Excerpt provided>
☆ ☆ ☆

# Restoring a Meerschaum Pipe



## CWL (Mar 25, 2010)

I just purchased a meer coloring bowl (thanks keenween!) and am excited to use it on a few basic-shaped estate Meers that I have.

These don't have much color to them yet, but they do have some cake and the bowl rims are scorched. I would really like to remove as much of this as possible and would like any help you can provide. I know that alcohol is recommended to soften the carbon, but wouldn't this also remove a lot of the beeswax inthe meer? I've even thought about using ultra high grit emery papers (1000, 2000, 4000 grit) to take the top off the rim. Also, can one add beeswax back to the Meer through a surface application -as opposed to a complete re-dip into a melted tub?

Any advice?


----------



## Yamaha53 (May 22, 2010)

I use the Micro Mesh wood finishing papers on my meers. I use the 3200 up to 12000 depending on how much I am wanting to remove and how smooth Im trying to get it. I would sand anything off or out your trying to remove. Sand the cake out as thin as you can without getting into the meer. You do want a thin layer of carbon.

☆ ☆ ☆

Items from a data source:
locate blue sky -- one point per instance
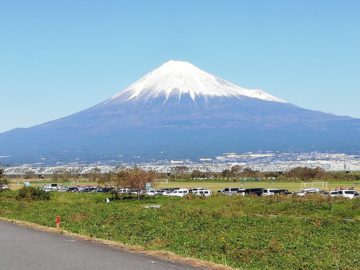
(59, 57)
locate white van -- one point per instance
(347, 193)
(51, 187)
(202, 192)
(181, 192)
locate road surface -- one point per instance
(23, 248)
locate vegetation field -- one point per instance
(242, 232)
(291, 186)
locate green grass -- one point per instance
(215, 186)
(243, 232)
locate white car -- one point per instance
(4, 187)
(270, 192)
(201, 192)
(51, 187)
(151, 192)
(307, 191)
(347, 193)
(123, 191)
(181, 192)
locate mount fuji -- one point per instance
(180, 111)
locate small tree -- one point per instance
(134, 178)
(3, 181)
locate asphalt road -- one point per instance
(23, 248)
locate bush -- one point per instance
(33, 194)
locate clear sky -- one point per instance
(59, 57)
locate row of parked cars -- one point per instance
(181, 192)
(345, 193)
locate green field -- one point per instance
(242, 232)
(291, 186)
(212, 185)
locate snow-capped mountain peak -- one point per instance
(179, 78)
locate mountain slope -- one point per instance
(180, 111)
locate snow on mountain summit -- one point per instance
(181, 78)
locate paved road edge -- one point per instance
(164, 255)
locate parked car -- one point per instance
(202, 192)
(167, 191)
(275, 191)
(254, 191)
(4, 187)
(196, 189)
(308, 191)
(123, 191)
(50, 187)
(347, 193)
(181, 192)
(151, 192)
(229, 191)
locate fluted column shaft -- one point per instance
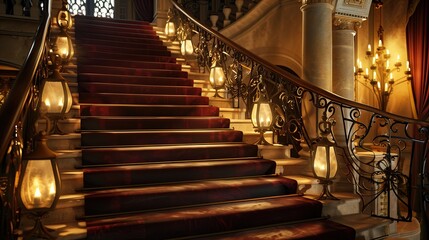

☆ ☆ ☆

Stated goal 1> Please list every grit number for sanding or finishing paper that appears in the meerschaum pipe thread.
Stated goal 2> Pick up the meerschaum pipe thread after its last sentence and continue it.

Exercise output 1> 1000, 2000, 4000, 3200, 12000

Exercise output 2>
I do not use alcohol or water, period. 
When I re apply beeswax, I melt my wax, heat the meer with a heat gun and apply it extremely thin with a fine hair art brush. Once applied I use the heat gun to even out the wax and let it cool. I finish it up by hand polishing with as soft a cotton cloth as I can find. Has always worked for me.


----------



## dmkerr (Oct 27, 2008)

If you're planning to rewax (and Yamaha's rewaxing method is what I use as well), it's perfectly ok to clean up a scorched rim with alcohol. I use Everclear. Along with the carbon from the scorch, it'll remove any wax it comes in contact with, so I usually wrap the pipe with an old T-shirt, exposing only the top of the bowl. I also use Everclear to clean out the shanks. Alcohol does not hurt the stone, and wax can (and should!) be reapplied regularly.

I sand out the cake in estate pipes but with new pipes I usually don't allow cake to form at all. I just wipe out the inside of the bowl with a paper towel after each smoke. That said, I'm still in the process of trying to prove or disprove the old saying that because carbon cake expands and contracts at a different rate than the meer, too much cake can crack a meer pipe. I have an old beat up ugly SMS that has a carbon cake about the same thickness as that of a broken in briar. I smoke it outside in the summer while I'm working in the yard and in the winter while I'm shoveling snow. I bring it inside from sub-zero temps while its still hot from smoking. Over 3 years it has failed to crack. It isn't coloring worth a damn but it still smokes perfectly. Not recommended for your finer meers but so far the old adage fails to hold.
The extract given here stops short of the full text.